Point labeling data based on photos:
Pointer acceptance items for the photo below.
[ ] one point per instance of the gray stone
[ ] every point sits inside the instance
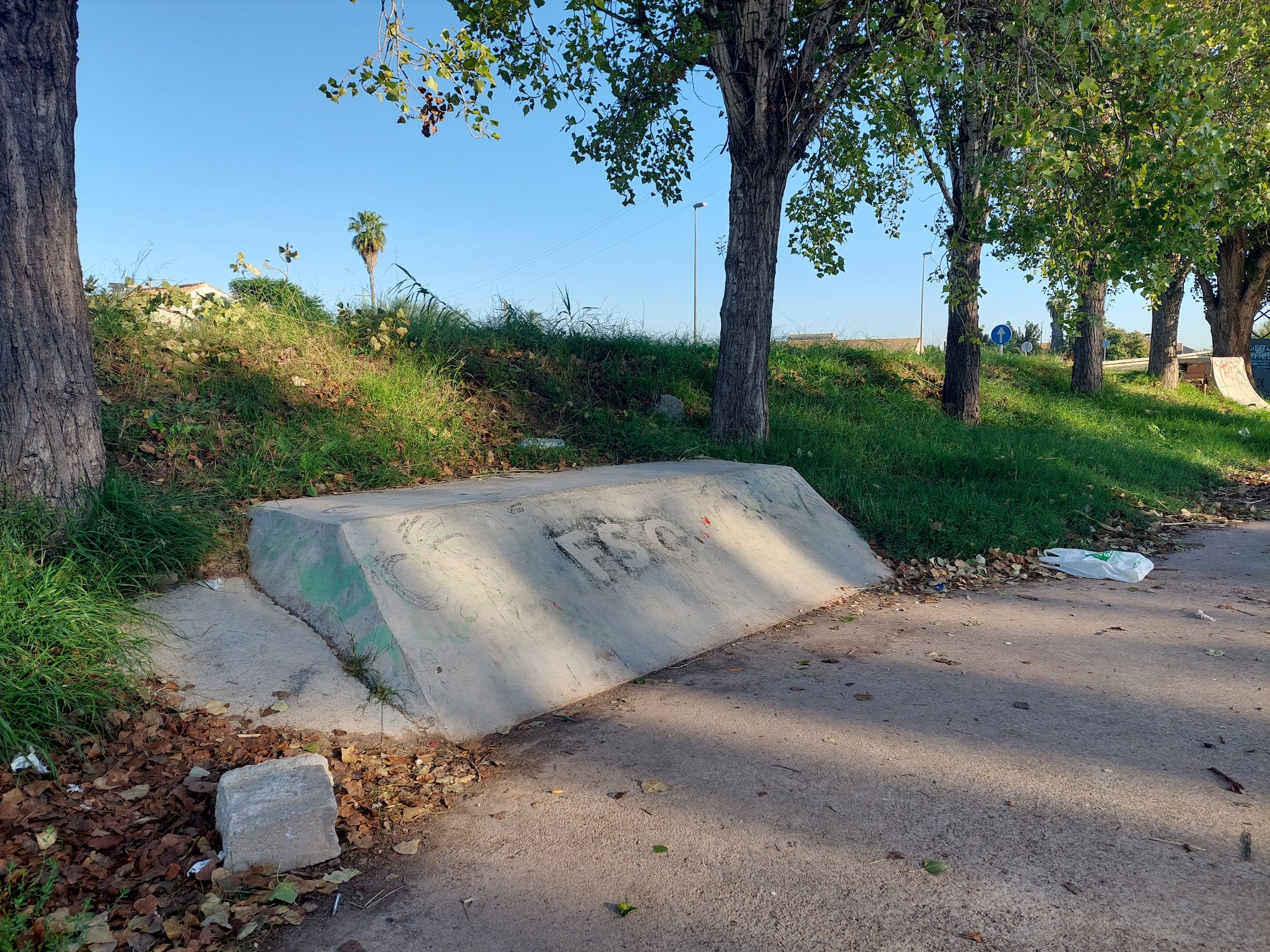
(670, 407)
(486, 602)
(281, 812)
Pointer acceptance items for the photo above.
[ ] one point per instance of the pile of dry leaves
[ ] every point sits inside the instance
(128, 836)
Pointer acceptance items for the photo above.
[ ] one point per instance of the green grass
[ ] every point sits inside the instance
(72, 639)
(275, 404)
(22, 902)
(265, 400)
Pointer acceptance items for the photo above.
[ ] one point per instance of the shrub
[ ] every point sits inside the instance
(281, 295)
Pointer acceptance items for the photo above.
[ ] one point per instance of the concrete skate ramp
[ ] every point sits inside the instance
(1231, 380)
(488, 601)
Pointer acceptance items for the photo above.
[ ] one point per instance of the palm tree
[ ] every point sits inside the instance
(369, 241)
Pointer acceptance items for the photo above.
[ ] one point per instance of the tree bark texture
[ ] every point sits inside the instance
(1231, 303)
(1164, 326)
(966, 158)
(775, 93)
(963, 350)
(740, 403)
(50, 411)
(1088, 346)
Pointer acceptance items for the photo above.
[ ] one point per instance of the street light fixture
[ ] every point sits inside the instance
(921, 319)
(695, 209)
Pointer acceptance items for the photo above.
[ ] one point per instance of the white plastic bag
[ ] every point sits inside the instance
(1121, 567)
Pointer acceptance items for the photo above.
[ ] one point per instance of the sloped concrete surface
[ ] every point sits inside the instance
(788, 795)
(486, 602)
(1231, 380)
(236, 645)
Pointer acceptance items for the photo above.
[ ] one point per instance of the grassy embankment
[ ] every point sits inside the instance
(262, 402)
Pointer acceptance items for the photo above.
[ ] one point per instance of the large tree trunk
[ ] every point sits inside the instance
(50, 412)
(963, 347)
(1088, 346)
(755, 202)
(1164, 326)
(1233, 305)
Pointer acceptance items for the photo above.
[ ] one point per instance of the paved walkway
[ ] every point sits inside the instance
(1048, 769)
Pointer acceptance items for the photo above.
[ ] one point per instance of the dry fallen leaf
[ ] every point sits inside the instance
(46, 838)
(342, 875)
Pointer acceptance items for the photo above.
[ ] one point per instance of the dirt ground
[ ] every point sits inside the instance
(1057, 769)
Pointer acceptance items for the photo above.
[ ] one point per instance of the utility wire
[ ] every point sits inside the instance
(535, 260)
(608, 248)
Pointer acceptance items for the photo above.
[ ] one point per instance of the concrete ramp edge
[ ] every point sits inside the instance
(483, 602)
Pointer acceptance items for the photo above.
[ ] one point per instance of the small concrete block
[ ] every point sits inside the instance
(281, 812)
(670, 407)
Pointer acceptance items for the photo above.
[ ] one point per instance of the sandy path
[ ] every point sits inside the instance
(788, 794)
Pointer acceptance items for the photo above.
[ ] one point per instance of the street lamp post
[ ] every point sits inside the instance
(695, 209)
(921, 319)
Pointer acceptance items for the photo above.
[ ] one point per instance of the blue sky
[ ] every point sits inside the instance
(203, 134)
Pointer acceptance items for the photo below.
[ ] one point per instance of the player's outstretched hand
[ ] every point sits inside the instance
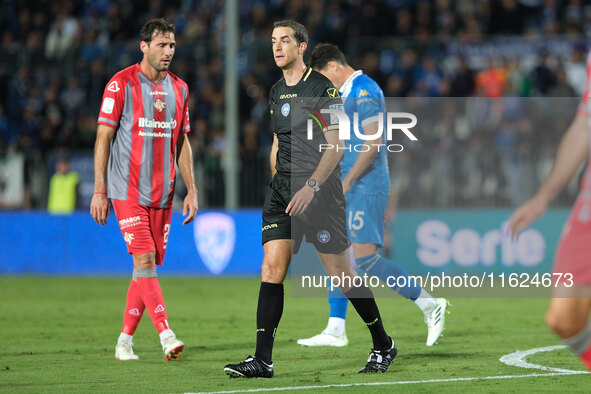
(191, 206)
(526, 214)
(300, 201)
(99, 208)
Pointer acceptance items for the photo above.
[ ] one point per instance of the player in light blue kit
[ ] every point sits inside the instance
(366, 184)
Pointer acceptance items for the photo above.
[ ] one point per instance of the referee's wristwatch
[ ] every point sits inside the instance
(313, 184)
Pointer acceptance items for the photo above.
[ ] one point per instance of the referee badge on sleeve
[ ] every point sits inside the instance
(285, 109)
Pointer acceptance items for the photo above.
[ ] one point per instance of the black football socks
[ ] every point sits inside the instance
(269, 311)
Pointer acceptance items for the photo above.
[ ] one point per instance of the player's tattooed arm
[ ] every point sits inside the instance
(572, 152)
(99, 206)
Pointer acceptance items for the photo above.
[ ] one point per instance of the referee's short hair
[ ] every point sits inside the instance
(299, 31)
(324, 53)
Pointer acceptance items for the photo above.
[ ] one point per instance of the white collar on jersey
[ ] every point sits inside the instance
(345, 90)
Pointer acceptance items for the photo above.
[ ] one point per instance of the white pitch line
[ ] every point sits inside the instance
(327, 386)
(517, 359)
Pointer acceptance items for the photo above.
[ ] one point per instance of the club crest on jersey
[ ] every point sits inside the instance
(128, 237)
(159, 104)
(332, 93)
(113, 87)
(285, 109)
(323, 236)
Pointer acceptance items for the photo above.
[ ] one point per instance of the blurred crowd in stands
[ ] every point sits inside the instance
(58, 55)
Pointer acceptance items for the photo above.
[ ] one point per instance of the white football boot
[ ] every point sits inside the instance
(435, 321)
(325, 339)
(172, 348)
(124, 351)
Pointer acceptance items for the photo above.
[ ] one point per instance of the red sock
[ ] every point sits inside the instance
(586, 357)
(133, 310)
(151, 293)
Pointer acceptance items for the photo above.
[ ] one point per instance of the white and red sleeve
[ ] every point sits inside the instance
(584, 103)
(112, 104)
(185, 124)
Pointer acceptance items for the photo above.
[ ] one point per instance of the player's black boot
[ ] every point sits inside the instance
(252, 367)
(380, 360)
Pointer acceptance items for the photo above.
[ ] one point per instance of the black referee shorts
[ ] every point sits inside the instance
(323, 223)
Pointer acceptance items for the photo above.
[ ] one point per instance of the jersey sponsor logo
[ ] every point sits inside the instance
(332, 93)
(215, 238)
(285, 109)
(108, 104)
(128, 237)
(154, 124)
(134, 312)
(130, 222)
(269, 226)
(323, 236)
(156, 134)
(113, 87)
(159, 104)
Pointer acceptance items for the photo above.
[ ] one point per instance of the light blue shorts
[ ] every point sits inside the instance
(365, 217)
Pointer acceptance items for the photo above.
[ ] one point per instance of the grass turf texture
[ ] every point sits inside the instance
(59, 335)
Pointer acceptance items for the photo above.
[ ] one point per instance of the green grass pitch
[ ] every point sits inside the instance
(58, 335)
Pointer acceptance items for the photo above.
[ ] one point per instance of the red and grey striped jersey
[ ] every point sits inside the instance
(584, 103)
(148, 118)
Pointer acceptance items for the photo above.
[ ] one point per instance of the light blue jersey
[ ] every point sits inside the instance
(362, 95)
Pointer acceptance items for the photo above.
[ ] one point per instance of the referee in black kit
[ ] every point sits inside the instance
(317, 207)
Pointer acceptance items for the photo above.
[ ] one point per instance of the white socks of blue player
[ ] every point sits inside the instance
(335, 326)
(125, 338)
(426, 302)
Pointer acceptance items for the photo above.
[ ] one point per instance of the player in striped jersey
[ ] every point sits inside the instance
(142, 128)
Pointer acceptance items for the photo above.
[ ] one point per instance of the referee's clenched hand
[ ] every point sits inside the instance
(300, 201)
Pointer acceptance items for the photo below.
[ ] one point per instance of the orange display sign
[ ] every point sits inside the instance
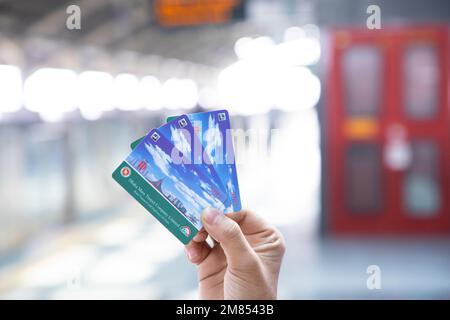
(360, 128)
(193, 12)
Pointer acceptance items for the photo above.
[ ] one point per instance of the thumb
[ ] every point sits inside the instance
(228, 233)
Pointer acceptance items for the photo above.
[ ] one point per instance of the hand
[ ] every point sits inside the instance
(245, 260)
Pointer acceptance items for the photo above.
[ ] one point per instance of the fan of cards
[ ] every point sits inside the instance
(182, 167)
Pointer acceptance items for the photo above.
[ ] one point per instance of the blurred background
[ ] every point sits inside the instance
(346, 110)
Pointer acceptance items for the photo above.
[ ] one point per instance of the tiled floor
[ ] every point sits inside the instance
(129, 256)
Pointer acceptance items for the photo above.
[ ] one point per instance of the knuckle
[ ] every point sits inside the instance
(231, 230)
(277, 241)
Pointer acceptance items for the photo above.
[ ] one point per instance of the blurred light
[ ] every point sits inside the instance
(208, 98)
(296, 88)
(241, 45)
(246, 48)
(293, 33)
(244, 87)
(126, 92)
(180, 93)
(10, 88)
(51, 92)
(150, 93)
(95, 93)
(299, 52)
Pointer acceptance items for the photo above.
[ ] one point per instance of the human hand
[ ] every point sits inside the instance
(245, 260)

# Aim
Report every line of the records above that contains the word "ramp", copying each such line in full.

# Exercise response
[ ] one point per instance of the concrete skate ramp
[ ] one point per instance of the concrete ramp edge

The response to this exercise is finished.